*REQUEST:* Copy out all of the records below, switching every "Query" to "Target" and changing nothing else.

*DATASET CONTENT:*
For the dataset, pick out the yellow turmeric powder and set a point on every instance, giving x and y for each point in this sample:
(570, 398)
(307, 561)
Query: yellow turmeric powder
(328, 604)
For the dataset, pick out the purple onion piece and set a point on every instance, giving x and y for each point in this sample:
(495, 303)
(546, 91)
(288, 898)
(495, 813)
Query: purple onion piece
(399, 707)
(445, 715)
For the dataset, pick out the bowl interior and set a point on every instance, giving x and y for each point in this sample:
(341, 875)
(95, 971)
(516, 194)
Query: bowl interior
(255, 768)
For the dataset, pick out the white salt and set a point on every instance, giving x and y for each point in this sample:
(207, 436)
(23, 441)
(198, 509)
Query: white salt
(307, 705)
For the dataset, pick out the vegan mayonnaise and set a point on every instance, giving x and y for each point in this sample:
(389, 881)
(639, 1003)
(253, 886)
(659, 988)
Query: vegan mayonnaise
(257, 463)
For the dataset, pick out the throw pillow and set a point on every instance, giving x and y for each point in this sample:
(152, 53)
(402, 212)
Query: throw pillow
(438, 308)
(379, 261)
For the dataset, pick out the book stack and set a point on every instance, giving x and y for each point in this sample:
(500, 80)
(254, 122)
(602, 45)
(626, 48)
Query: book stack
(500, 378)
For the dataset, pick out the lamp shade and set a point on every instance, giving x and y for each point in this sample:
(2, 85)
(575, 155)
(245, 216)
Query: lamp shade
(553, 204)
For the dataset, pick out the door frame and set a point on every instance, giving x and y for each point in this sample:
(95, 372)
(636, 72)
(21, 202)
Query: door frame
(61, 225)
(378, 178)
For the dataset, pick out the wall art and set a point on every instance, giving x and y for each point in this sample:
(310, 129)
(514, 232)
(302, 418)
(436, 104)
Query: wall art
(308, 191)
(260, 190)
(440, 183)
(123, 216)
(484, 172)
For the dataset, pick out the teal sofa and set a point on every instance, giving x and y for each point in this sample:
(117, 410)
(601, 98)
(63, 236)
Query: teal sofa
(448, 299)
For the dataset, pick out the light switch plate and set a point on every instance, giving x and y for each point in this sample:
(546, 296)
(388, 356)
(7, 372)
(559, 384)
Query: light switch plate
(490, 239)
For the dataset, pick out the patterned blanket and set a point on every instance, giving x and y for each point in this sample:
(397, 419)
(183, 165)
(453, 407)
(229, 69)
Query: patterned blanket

*EXPECTED ANSWER:*
For the dataset, pick out the yellow turmeric powder and set a point on every instance, giving x and y for each point in this sample:
(570, 398)
(307, 561)
Target: yellow turmeric powder
(328, 604)
For the dataset, pick out the purple onion piece and set a point on every instance, giving x and y for each point in this sample:
(495, 303)
(546, 91)
(288, 898)
(495, 813)
Target: purple onion piece
(399, 707)
(445, 715)
For the dataset, pick out the bowl interior and set a point on every instance, giving x and y for each point in this sample:
(341, 875)
(95, 971)
(516, 194)
Target: bowl interior
(255, 768)
For the dataset, pick out the white salt and set a point on every instance, giving x and y for each point in this sample:
(207, 436)
(23, 441)
(198, 509)
Target: white salt
(307, 705)
For the dataset, pick out the vegan mayonnaise and set a point on every instance, giving x and y for each point in this sample:
(389, 881)
(639, 1003)
(253, 886)
(659, 988)
Target: vegan mayonnaise
(257, 463)
For the dataset, pick out the throw pillow and set a point on every instance, giving x and y for each point in this sample:
(152, 53)
(402, 212)
Target: throw pillow
(438, 308)
(379, 261)
For the dataset, pick out the book stack and set a point on every instance, giving x and y for each point in this sample:
(500, 80)
(254, 122)
(602, 45)
(626, 48)
Target: book stack
(500, 378)
For the dataset, pick out the lamp shade and set a point on every instance, giving x and y for each point in this sample:
(2, 85)
(575, 155)
(245, 216)
Target: lamp shade
(553, 204)
For the dataset, pick out the door frame and set a point on every instance, giving x and y for each point in this sample:
(95, 372)
(636, 72)
(21, 202)
Target: door frame
(61, 225)
(378, 178)
For the dataset, pick out the wall art and set a point on every instance, giving x and y for each point in this sample:
(310, 129)
(514, 232)
(302, 418)
(436, 104)
Target: wall art
(308, 191)
(260, 190)
(440, 183)
(123, 216)
(484, 172)
For the dataset, pick out the teal sofa and set a point on every instance, giving x and y for each point in this sample:
(117, 410)
(601, 98)
(63, 236)
Target: teal sofa
(448, 299)
For the dataset, pick out the light switch plate and set a point on every instance, giving x and y for each point in this sample:
(546, 296)
(388, 356)
(7, 372)
(559, 384)
Target: light switch plate
(490, 239)
For the dataset, pick out the patterned blanket and set a point on every instance, giving x and y for each point in this sample:
(397, 419)
(183, 165)
(453, 407)
(229, 69)
Target: patterned blanket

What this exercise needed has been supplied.